§ Your task
Look through the material below and copy exactly the lines from the line with "Query: wagon bed" to the line with "Query: green foliage", those two lines included.

§ Material for the task

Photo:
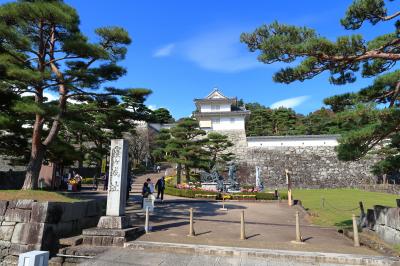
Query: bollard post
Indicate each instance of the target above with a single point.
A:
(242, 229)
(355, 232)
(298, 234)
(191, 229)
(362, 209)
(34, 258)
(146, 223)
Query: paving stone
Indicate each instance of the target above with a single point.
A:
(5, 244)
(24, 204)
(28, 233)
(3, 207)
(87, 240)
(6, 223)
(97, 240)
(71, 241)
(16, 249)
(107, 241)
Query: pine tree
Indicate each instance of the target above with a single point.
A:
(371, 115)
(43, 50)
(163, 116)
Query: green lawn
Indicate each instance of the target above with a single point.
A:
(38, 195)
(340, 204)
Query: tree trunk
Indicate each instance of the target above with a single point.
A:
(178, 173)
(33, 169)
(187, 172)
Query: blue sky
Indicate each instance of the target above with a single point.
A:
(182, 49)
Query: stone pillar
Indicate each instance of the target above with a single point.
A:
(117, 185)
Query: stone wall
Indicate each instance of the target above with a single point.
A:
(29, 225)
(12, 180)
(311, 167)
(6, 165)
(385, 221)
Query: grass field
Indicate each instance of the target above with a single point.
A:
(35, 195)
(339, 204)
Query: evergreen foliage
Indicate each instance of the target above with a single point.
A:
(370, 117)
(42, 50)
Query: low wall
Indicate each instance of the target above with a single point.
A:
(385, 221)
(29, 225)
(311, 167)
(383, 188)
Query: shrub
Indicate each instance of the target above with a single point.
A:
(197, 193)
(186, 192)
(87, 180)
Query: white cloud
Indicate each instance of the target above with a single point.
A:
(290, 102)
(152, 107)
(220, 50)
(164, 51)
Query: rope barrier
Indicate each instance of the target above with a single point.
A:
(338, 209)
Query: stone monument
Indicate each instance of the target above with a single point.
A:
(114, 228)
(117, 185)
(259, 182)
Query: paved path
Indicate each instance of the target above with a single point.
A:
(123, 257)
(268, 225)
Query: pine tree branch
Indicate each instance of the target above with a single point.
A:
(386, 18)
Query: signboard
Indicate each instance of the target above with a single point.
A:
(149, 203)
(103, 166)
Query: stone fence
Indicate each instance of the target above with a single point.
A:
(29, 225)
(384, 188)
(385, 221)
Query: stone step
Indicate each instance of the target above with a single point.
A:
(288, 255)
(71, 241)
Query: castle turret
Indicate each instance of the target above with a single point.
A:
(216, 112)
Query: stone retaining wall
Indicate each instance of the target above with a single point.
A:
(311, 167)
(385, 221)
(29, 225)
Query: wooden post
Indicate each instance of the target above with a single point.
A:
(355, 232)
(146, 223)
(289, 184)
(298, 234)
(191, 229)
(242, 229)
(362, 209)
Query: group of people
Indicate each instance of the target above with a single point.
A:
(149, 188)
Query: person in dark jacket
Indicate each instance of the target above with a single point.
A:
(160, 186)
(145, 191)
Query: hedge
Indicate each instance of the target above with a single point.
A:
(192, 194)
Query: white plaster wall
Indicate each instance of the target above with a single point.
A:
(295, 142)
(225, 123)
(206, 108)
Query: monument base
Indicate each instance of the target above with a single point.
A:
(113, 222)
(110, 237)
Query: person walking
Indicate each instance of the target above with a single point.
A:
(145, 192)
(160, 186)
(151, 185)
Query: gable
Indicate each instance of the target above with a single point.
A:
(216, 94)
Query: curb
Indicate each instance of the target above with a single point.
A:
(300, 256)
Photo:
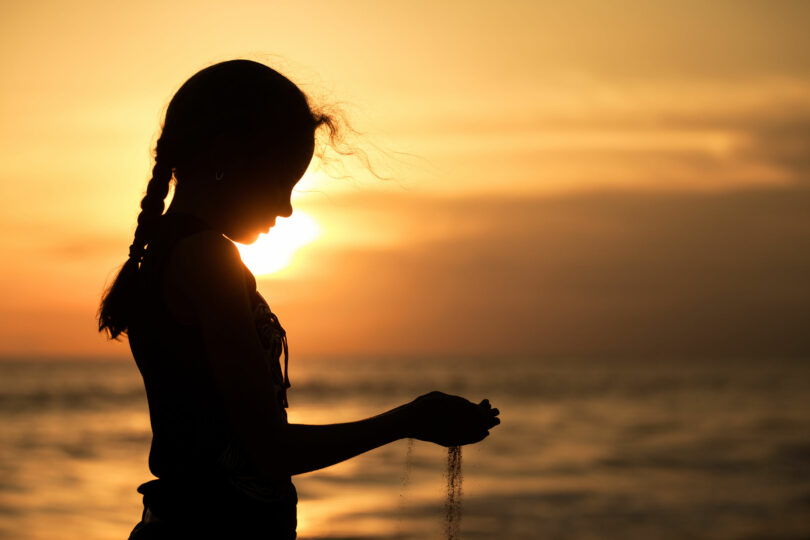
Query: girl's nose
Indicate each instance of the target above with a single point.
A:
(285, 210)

--

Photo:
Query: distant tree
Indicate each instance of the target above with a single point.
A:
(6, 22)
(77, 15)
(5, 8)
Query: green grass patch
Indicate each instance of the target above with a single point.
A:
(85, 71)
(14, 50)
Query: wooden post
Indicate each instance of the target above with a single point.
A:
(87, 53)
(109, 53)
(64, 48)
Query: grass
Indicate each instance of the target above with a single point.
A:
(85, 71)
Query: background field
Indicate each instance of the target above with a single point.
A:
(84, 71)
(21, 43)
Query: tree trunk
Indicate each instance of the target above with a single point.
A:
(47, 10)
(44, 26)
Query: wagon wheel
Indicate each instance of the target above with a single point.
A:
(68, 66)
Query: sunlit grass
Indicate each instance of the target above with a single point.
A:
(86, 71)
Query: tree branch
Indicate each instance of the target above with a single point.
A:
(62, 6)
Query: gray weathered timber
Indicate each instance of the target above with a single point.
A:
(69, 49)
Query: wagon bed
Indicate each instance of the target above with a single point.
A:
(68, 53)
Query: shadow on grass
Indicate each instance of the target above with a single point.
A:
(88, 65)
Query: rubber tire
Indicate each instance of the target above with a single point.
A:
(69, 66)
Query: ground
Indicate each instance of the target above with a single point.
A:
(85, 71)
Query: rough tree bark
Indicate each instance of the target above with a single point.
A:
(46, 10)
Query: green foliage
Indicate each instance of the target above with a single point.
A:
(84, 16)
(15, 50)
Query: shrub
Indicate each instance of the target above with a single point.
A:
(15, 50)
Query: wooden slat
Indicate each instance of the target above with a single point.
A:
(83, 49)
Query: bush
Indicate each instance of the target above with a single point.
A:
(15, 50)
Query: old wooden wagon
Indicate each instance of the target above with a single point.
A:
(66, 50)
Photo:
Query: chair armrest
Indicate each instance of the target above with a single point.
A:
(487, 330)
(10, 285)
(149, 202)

§ Written answer
Query: wagon bed
Indicate each instance of the target above with a single point.
A:
(68, 53)
Query: shadow on grass
Indicate each instance of the target above with a single point.
A:
(88, 65)
Query: rubber tire
Indicate each instance of the target above with a single point.
A:
(69, 66)
Query: ground
Indicate each instance of the target above with a single point.
A:
(85, 71)
Query: rough tree bark
Indicate each instance of the target above with a single point.
A:
(46, 10)
Query: green foliage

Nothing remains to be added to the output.